Set task:
Find each line in the records below that contains the word "plain" with the same capitalization, and copy those lines.

Records:
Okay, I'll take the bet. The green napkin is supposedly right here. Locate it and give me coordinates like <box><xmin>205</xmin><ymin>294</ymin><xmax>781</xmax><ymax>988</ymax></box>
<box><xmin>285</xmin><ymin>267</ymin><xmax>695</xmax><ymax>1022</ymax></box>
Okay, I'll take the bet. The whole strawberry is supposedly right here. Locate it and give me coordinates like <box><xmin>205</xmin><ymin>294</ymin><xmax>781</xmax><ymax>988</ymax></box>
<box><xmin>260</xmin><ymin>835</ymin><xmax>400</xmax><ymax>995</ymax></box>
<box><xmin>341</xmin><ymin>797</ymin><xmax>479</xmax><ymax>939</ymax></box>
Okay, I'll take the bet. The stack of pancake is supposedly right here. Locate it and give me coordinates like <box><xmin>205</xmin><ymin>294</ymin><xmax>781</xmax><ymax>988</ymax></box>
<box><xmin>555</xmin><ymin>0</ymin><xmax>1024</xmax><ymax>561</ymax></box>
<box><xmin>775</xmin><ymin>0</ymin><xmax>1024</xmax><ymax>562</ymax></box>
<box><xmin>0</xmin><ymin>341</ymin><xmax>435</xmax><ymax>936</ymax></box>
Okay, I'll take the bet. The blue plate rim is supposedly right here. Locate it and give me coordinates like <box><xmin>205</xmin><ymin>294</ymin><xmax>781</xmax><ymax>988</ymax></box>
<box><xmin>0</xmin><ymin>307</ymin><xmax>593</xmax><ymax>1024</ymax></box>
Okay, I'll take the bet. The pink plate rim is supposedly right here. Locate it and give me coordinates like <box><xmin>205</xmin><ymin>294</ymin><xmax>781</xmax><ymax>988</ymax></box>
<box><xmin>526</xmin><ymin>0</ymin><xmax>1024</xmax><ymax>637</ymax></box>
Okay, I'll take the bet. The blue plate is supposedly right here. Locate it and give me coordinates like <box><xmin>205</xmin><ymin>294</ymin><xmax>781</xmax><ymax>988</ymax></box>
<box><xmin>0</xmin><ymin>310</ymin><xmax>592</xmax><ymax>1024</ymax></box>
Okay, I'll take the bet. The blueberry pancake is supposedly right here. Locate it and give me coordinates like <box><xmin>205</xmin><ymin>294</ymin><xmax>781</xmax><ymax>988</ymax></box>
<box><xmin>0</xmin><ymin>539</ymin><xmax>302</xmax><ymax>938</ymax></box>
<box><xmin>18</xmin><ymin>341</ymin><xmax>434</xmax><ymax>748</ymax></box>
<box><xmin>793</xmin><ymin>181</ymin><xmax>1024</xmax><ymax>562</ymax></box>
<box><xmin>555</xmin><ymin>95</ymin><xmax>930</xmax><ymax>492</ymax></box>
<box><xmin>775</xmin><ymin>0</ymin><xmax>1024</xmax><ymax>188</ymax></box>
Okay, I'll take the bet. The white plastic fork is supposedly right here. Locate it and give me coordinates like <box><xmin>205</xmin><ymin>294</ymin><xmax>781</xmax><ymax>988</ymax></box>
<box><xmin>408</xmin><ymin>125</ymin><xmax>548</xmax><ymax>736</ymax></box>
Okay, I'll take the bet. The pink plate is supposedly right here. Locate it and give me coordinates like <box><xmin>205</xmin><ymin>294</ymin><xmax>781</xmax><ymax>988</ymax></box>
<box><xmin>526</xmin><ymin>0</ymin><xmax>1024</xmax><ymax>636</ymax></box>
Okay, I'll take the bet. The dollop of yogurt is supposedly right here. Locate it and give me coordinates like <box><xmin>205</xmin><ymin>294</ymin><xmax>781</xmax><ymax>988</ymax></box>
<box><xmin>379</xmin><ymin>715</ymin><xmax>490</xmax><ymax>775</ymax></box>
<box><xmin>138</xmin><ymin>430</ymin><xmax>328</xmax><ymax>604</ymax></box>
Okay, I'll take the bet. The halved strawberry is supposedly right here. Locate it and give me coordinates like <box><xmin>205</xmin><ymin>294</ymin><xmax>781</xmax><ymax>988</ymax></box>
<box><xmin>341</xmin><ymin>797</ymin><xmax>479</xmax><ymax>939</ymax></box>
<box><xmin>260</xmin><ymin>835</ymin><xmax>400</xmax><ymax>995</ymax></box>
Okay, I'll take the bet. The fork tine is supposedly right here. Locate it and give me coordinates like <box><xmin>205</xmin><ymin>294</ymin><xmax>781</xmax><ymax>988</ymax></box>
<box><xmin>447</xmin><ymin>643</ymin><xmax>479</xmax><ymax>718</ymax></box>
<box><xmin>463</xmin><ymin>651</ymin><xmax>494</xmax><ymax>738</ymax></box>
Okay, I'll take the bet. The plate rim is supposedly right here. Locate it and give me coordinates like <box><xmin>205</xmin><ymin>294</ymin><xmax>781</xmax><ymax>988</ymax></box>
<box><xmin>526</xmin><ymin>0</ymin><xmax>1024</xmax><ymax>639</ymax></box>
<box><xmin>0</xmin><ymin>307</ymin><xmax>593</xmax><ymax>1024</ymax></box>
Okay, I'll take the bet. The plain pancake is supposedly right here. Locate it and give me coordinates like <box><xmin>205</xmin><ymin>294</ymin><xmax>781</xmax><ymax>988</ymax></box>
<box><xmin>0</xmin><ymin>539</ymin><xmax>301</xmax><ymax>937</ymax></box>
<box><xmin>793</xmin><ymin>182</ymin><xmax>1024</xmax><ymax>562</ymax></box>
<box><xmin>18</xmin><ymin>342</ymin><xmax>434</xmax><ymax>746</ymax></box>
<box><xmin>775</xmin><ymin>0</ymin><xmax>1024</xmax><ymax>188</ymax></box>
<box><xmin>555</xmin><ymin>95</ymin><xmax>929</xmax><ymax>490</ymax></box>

In response:
Okay, I'll take the bet. The plain pancake is supposedly right here. Locate it and give me coordinates like <box><xmin>205</xmin><ymin>294</ymin><xmax>781</xmax><ymax>988</ymax></box>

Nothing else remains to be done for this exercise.